§ Verilen görev 1
Belge bölümüne göre aşağıdaki soruları yanıtlayın:
(a) Zafer Toprak ile yapılan röportajı kim, hangi gazete adına yaptı?
(b) Röportajda konuşulan kitabın adı nedir?
(c) Zafer Toprak hangi üniversitenin hangi bölümünde öğretim üyesidir?

§ Belge bölümü
↓

“Atatürk'ün Kürt sorunu değil, din sorunu vardı”
“Andımız” tartışmaları basit bir metni sabah akşam tekrar edip etmemekten öteye Tek Parti ve Tek Adam ideolojisinin ülke ve toplumu ırkçı tezler etrafında hallaç pamuğu gibi savurup atmaya matuf politik hesaplara ışık tutuyor.
Andımız tartışmasıyla birlikte tekrar zuhur eden hatta hiç bitip tükenmeyen Kemalizm ve ırkçılık tartışmalarına dair Prof. Dr. Zafer Toprak ile Radikal Gazetesi adına Ezgi Başaran'ın yaptığı röportajı okuyup tartışmakta fayda var.
Zafer Toprak'ın "Darwin'den Dersim'e Cumhuriyet ve Antropoloji" kitabı etrafında yapılan sohbet, dönemin ruhunu anlamak için kitapta yer alan bilgi ve belgeleri dikkatle okuyup analiz etmeyi gerekli kılıyor.
Andımız tartışmasıyla birlikte tekrar zuhur eden hatta hiç bitip tükenmeyen Kemalizm ve ırkçılık tartışmalarına dair Prof. Dr. Zafer Toprak’ın daha önce Radikal gazetesine verdiği röportajı bugünkü tartışmalara da sunduğu katkı açısından aşağıda ilginize sunuyoruz…
_________________________________________
Atatürk'ün Kürt sorunu değil, din sorunu vardı
Röp: Ezgi Başaran / Radikal (10 Nisan 2012)
Prof. Dr. Zafer Toprak, 'Darwin'den Dersim'e Cumhuriyet ve Antropoloji' kitabında Atatürk'ün 'antropoloji ilgisini' anlatırken "Cumhuriyet için hepimiz asimile olduk" diyor.
Neden
Boğaziçi Üniversitesi Tarih Bölümü öğretim üyesi ve Atatürk ilke ve inkılapları Enstitüsü kurucu yöneticisi Prof. Zafer Toprak bir süredir üzerinde çalıştığı kitabı bitirdi: ‘Darwin’den Dersim’e Cumhuriyet ve Antropoloji’, çarşamba günü piyasaya çıkacak. Prof. Toprak, Atatürk’ün tarihçiler tarafından yeterince üstünde durulmayan entelektüel faaliyetlerine yoğunlaşıyor. Kitabı okuduğunuzda antropoloji ilgisinin bir ulus inşasında nasıl rol oynadığını, Türk tarih tezine nasıl dönüştüğünü, toplum mühendisliğinin teorik altyapısını mükemmel şekilde görüyorsunuz. İşin elbette bir de Dersim ve Kürt sorunu ayağı var. Kitabında son sözü söylemekten özellikle kaçınan Prof. Toprak’tan verdiği bilgileri bu röportajda yorumlamasını istedim.

↑

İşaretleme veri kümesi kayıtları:
↓

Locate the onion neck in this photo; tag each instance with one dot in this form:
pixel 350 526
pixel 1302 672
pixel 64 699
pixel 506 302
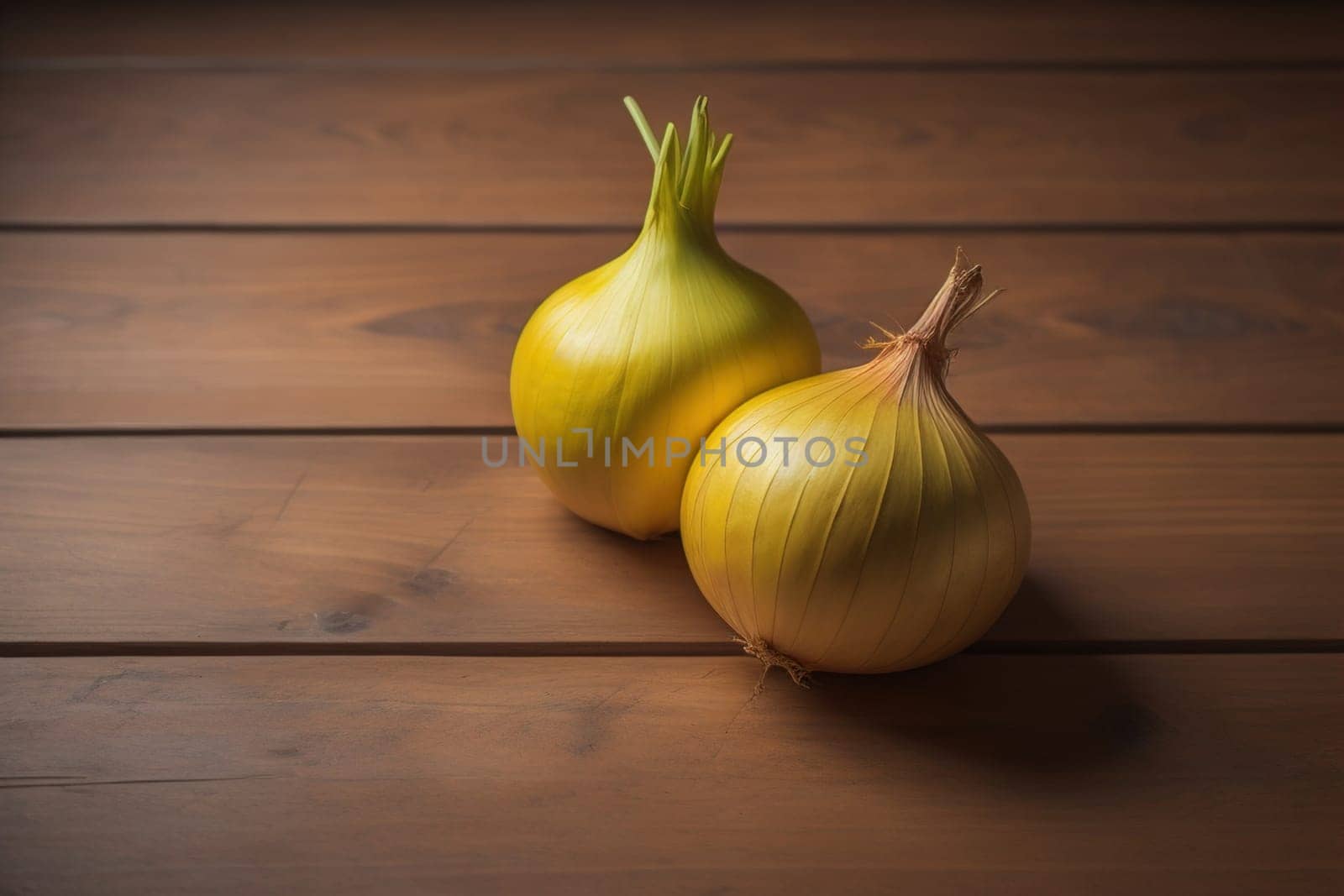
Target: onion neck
pixel 685 183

↑

§ Verilen görev 2
Kayıtlardaki satırlarda geçen "onion neck" ifadesini "onion bulb" ile değiştirerek bu satırları güncelleyin; geri kalan her şey aynı kalsın. Resimleri cevaba almayın.

§ Çözüm 1
(a) Röportajı Ezgi Başaran, Radikal Gazetesi adına yaptı.
(b) Kitabın adı "Darwin'den Dersim'e Cumhuriyet ve Antropoloji"dir.
(c) Boğaziçi Üniversitesi Tarih Bölümü'nde öğretim üyesidir.

§ Çözüm 2
Locate the onion bulb in this photo; tag each instance with one dot in this form:
pixel 350 526
pixel 1302 672
pixel 64 699
pixel 506 302
Target: onion bulb
pixel 685 183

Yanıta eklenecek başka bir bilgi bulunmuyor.